BEGIN Supplied material

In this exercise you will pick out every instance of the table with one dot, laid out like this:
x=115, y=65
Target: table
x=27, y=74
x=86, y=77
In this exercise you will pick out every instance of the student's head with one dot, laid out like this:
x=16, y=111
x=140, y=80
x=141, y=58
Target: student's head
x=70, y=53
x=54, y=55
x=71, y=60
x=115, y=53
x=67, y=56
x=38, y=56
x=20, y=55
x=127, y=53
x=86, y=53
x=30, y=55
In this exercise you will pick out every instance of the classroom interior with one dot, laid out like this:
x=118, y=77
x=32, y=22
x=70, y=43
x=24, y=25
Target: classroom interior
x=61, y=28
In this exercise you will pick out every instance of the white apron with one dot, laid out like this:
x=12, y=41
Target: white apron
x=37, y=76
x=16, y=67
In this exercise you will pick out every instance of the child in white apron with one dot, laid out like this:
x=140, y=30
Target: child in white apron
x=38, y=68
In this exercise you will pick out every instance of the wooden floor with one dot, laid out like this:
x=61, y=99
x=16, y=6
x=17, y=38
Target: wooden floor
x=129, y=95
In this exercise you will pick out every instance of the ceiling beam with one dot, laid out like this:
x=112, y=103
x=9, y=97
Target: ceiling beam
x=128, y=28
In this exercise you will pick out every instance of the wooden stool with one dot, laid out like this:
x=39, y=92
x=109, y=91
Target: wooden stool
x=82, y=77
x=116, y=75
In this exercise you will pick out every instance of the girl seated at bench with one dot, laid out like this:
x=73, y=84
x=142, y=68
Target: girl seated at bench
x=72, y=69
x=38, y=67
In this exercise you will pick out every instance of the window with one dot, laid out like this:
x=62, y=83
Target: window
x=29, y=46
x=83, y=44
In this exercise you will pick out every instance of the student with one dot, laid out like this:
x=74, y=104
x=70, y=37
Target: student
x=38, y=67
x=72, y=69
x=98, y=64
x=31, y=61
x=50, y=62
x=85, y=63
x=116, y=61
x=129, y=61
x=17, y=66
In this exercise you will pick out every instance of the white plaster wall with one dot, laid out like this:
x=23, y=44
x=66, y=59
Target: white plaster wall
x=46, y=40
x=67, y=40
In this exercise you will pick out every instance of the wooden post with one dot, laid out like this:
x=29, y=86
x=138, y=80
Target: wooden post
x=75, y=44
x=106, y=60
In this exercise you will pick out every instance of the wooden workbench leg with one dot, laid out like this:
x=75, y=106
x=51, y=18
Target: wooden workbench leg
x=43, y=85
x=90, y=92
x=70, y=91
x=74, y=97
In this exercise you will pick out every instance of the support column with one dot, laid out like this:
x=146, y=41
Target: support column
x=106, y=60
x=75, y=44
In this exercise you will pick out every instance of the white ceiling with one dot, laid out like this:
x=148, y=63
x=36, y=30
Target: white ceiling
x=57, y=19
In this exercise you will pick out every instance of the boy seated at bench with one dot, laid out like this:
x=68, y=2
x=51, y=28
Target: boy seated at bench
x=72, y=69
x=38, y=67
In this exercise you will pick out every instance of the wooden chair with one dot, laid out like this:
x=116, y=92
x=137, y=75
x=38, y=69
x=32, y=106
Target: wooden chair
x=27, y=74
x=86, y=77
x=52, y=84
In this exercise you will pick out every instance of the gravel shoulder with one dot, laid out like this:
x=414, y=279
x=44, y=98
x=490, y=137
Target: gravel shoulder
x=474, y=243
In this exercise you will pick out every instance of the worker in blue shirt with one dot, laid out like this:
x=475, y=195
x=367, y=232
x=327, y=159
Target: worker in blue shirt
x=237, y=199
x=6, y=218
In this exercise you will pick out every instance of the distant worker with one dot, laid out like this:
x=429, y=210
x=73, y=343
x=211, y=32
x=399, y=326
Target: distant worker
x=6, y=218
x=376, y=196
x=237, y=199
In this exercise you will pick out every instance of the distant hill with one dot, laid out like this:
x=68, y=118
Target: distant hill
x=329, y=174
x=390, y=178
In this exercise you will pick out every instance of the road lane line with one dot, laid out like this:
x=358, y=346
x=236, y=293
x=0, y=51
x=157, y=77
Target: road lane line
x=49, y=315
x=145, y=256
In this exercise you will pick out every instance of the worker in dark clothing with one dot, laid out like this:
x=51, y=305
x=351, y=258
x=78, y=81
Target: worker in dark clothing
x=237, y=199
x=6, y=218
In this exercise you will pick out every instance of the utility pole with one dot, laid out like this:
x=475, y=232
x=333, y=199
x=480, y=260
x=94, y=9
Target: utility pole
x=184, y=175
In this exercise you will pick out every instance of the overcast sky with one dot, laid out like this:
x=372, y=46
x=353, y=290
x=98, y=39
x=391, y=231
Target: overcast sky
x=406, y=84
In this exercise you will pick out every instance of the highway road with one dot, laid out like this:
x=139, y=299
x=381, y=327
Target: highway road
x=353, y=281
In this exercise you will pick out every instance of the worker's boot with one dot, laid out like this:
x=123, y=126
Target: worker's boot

END Supplied material

__What to produce__:
Rewrite every one of the records, substituting "Object" for "Target" and keeping all other text unchanged.

__Expected answer__:
In this exercise you will pick out every instance of the table with one dot, laid out like this:
x=115, y=65
Object: table
x=27, y=74
x=86, y=77
In this exercise you will pick out every instance of the student's head with one dot, laid out like this:
x=16, y=111
x=140, y=80
x=141, y=58
Object: student's head
x=70, y=53
x=54, y=55
x=71, y=60
x=115, y=53
x=67, y=56
x=38, y=56
x=20, y=55
x=127, y=53
x=86, y=53
x=30, y=55
In this exercise you will pick out every instance of the classroom interior with one dot, laid out like this:
x=118, y=77
x=32, y=22
x=70, y=43
x=24, y=25
Object: classroom interior
x=61, y=28
In this exercise you will pick out every instance of the white apron with one dot, laid out like this:
x=12, y=41
Object: white apron
x=37, y=76
x=16, y=67
In this exercise you will pick out every instance of the child in white apron with one dot, laid out like this:
x=140, y=30
Object: child in white apron
x=38, y=68
In this exercise you will pick out every instance of the wooden floor with one dot, laid out like this:
x=61, y=99
x=16, y=6
x=17, y=38
Object: wooden floor
x=129, y=95
In this exercise you will pick out every instance of the ceiling beam with one dot, laid out like this:
x=112, y=103
x=9, y=97
Object: ceiling beam
x=128, y=28
In this exercise you will pick out every instance of the wooden stool with one dot, laid out like this:
x=39, y=92
x=109, y=91
Object: wooden stool
x=82, y=77
x=116, y=75
In this exercise you will pick out every instance of the girl seated at bench with one dot, laid out like this:
x=73, y=84
x=142, y=68
Object: girl seated at bench
x=72, y=69
x=38, y=67
In this exercise you will pick out every instance of the window with one dot, laid out like this:
x=62, y=83
Object: window
x=29, y=46
x=83, y=44
In this exercise you will pick out every instance of the student with one dot, laid out like this:
x=74, y=104
x=70, y=37
Object: student
x=38, y=67
x=72, y=69
x=98, y=64
x=31, y=61
x=50, y=62
x=85, y=63
x=116, y=61
x=129, y=61
x=17, y=66
In this exercise you will pick out every instance of the white plaster wall with one dot, laid out like this:
x=23, y=44
x=66, y=59
Object: white plaster wall
x=46, y=40
x=67, y=40
In this exercise you will pick out every instance of the wooden post with one dot, laid out like this:
x=29, y=86
x=138, y=80
Object: wooden post
x=75, y=44
x=106, y=60
In this exercise you will pick out every instance of the wooden workbench leg with one dot, laid out like this:
x=75, y=106
x=51, y=18
Object: wooden workbench leg
x=43, y=85
x=90, y=92
x=70, y=91
x=74, y=97
In this exercise you will pick out every instance of the support column with one dot, laid out like this:
x=146, y=41
Object: support column
x=106, y=60
x=75, y=44
In this exercise you will pick out every instance of the white ceiling with one dot, laid out like this:
x=148, y=63
x=36, y=30
Object: white ceiling
x=57, y=19
In this exercise you will pick out every instance of the boy seated at bench with one dot, laid out like this:
x=68, y=2
x=51, y=28
Object: boy seated at bench
x=72, y=69
x=38, y=67
In this exercise you will pick out every instance of the wooden chair with one dot, laid out like this:
x=116, y=92
x=137, y=75
x=38, y=69
x=32, y=106
Object: wooden chair
x=27, y=74
x=86, y=77
x=52, y=84
In this exercise you will pick out every instance of the gravel shoulder with one dot, laid out like this:
x=414, y=279
x=44, y=98
x=490, y=137
Object: gravel shoulder
x=474, y=243
In this exercise you will pick out every instance of the worker in blue shirt with one dot, laid out like this:
x=475, y=195
x=367, y=232
x=327, y=159
Object: worker in blue shirt
x=237, y=199
x=6, y=218
In this exercise you will pick out every instance of the distant worker with one dot, laid out like this:
x=429, y=210
x=73, y=343
x=211, y=32
x=399, y=326
Object: distant worker
x=6, y=218
x=376, y=196
x=237, y=199
In this exercise you will pick out every instance of the distant hill with one dot, laid out like this:
x=68, y=118
Object: distant hill
x=329, y=174
x=390, y=178
In this exercise you will pick out every instance of the road lane line with one dot, laid out like this:
x=358, y=346
x=236, y=293
x=0, y=51
x=157, y=77
Object: road lane line
x=49, y=315
x=145, y=256
In this exercise you will pick out every instance of the worker in dark clothing with one dot, laid out like this:
x=51, y=305
x=351, y=258
x=78, y=81
Object: worker in dark clothing
x=237, y=199
x=6, y=218
In this exercise you will pick out every instance of the utility pole with one dot, laid out like this:
x=475, y=232
x=333, y=199
x=480, y=260
x=94, y=9
Object: utility pole
x=184, y=175
In this exercise you will pick out every instance of the overcast sky with one dot, laid out like this:
x=372, y=46
x=353, y=290
x=98, y=39
x=391, y=231
Object: overcast sky
x=406, y=84
In this exercise you will pick out every instance of the highway road with one dot, laid out like this:
x=139, y=299
x=381, y=327
Object: highway road
x=353, y=281
In this exercise you will pick out every instance of the worker's boot with one dot, laid out like this:
x=123, y=126
Object: worker's boot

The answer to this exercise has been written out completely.